▸ TO DO
Rewrite the text of the entries below with every "screenshot" changed to "image" and nothing else altered. Leave the pictures out of your answer.
---------- SUPPLIED DATA
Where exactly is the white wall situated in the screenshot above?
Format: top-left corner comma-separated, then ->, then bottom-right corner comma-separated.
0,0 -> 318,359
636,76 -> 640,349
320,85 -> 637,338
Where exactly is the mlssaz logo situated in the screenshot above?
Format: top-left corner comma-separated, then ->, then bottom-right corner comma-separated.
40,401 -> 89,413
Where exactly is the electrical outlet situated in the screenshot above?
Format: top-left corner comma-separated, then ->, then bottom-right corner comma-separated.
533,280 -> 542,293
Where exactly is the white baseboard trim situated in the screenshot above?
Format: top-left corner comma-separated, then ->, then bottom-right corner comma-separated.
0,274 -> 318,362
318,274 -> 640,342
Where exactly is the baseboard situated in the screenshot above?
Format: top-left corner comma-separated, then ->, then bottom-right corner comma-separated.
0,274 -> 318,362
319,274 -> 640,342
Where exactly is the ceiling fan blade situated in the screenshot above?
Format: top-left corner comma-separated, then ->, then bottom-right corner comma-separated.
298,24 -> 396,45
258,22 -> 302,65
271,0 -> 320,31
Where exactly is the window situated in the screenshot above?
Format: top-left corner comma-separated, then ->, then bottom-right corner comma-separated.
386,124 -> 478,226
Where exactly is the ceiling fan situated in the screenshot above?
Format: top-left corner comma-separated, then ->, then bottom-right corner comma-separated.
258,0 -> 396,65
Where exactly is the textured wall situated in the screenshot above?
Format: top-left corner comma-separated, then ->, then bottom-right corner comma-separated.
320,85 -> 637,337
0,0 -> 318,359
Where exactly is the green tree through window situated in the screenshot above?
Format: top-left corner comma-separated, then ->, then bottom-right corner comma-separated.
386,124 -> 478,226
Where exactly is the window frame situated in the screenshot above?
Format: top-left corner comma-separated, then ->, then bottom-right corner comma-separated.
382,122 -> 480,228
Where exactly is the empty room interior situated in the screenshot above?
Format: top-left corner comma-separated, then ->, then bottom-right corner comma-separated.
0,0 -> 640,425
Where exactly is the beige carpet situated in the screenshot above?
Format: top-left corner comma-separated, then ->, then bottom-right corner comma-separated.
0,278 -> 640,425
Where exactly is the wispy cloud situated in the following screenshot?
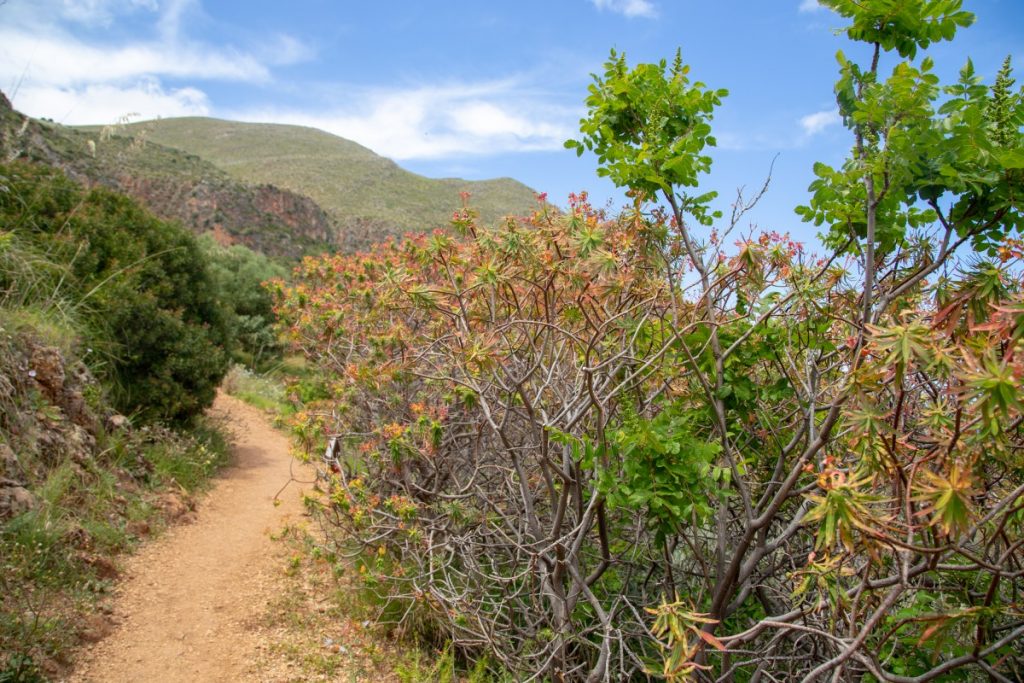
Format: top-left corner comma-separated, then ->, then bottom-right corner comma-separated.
16,80 -> 210,124
591,0 -> 657,18
0,0 -> 313,124
800,109 -> 842,137
230,79 -> 580,160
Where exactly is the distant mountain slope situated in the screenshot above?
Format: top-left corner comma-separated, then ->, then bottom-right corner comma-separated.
110,118 -> 537,246
0,93 -> 338,258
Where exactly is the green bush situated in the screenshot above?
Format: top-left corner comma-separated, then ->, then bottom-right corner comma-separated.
199,234 -> 288,370
0,164 -> 231,422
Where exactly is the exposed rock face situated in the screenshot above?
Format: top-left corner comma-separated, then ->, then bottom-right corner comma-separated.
0,478 -> 36,521
110,174 -> 336,257
0,93 -> 340,258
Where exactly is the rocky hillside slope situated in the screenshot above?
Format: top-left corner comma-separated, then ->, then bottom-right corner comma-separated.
104,117 -> 537,248
0,93 -> 340,258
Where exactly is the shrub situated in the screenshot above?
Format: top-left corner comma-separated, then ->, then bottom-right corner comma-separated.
0,164 -> 230,422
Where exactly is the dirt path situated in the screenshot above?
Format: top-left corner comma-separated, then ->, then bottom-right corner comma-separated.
69,395 -> 309,683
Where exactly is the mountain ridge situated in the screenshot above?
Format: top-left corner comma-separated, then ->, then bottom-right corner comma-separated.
99,117 -> 537,249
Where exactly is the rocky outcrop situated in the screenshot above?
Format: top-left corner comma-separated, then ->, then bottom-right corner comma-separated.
--------------------
▸ WRITTEN SOLUTION
Where exactly is the white wall situated in the image above?
Format: top-left corner comma-separated, then ->, then bottom-right corner comma-separated.
0,0 -> 318,359
636,76 -> 640,349
320,85 -> 637,338
Where exactly is the mlssaz logo situated in the image above?
Format: top-left corner comma-separated, then ->, then bottom-right corner comma-separated.
40,401 -> 89,413
Where exactly is the electrical outlet situated in the image above?
Format: top-left corner comma-separated, then ->, then bottom-right corner comma-separated.
533,280 -> 542,293
Where exactly is the white baseboard trim situated in the image above?
Format: top-left corner comma-separated, then ->, then bottom-right corner comma-separated.
0,274 -> 318,362
318,274 -> 640,342
Where exactly is the baseboard situated in the image above?
Format: top-left corner comma-separated, then ->, then bottom-right corner comma-separated.
0,274 -> 318,362
319,274 -> 640,342
Where exactly is the ceiling fan blade situated in the image above?
Format: top-left corner comma-separated, then ->, then bottom-right corner comma-separated.
298,24 -> 396,45
258,22 -> 302,65
271,0 -> 320,31
Where exactly is the window situated in the image above?
Format: top-left corner comma-separated, then ->, then bottom-right corner comma-separated.
386,124 -> 478,226
Where exactly is the ceiling fan situated in the image above?
Format: top-left corner comma-separated, then ->, then bottom-right corner comma-separated.
258,0 -> 396,65
Where exactly is the textured wall situated in the image above?
Format: top-left corner comma-separated, then ->, then bottom-right corner comma-separated.
320,85 -> 637,337
0,0 -> 318,359
Where exactly is the green tree through window situated in the image above?
Format: top-left corner comma-separated, then ->, then bottom-right corner comma-separated.
386,124 -> 478,226
Where exactly is the window frame situated in the image above?
Format: top-left corner comma-separated, then ->, then bottom-right corner comma-separated.
382,122 -> 480,228
Where exactly is the empty room interior situated in the image above?
Format: top-left corner comma-separated, then ->, then bottom-right corner comma-separated.
0,0 -> 640,425
Where exactly is the beige carpet situated in the image above?
Format: top-left corner comma-separated, then ->, then bottom-right corner comma-separated.
0,278 -> 640,425
Where exactly is the wispy cloud situated in the following image?
Format: top-left corner comma-separated, then ->, then bottom-right corner comma-separated.
16,80 -> 210,124
591,0 -> 657,18
0,0 -> 313,124
800,109 -> 842,137
230,79 -> 580,160
Where exactly is the distant mountain slope situated in the image above?
Format: top-left corner comma-separated, then ->, then bottom-right corner comma-separated.
110,118 -> 537,246
0,93 -> 338,258
Where exactly is the green bush situated in the image above?
Format: top-left corner comma-separated, then ->, then bottom-right corner comma-separated.
199,234 -> 288,370
0,164 -> 231,422
Where exactly is the exposed rock face situated in the image above?
Format: top-left corner comma-separated, then ->, then bottom-right corner comma-separated.
0,478 -> 36,521
110,174 -> 336,257
0,93 -> 340,258
Where exactly is the rocky hillside slope situated in the image above?
Format: top-left corner comma-separated, then ->, then bottom-right corner comma-separated.
104,117 -> 537,248
0,93 -> 340,258
Where exactly is the shrub situated in the image above?
Format: top-left corner comma-separated, then ->, then bottom-right corner comma-separated.
0,164 -> 230,422
Where exactly is the dirt path situated in the image above?
Format: top-left corner comma-separated, then ->, then bottom-right corner comma-separated.
69,395 -> 309,683
Where exactly is the mountain ridge situated in the image above?
Format: top-left corner comma-separated, then ->, then bottom-right corner comma-separated.
99,117 -> 537,249
Where exactly is the rocky outcrop situated in the image above?
Format: top-left corner comma-separated, then ->, then bottom-right corner comma-separated.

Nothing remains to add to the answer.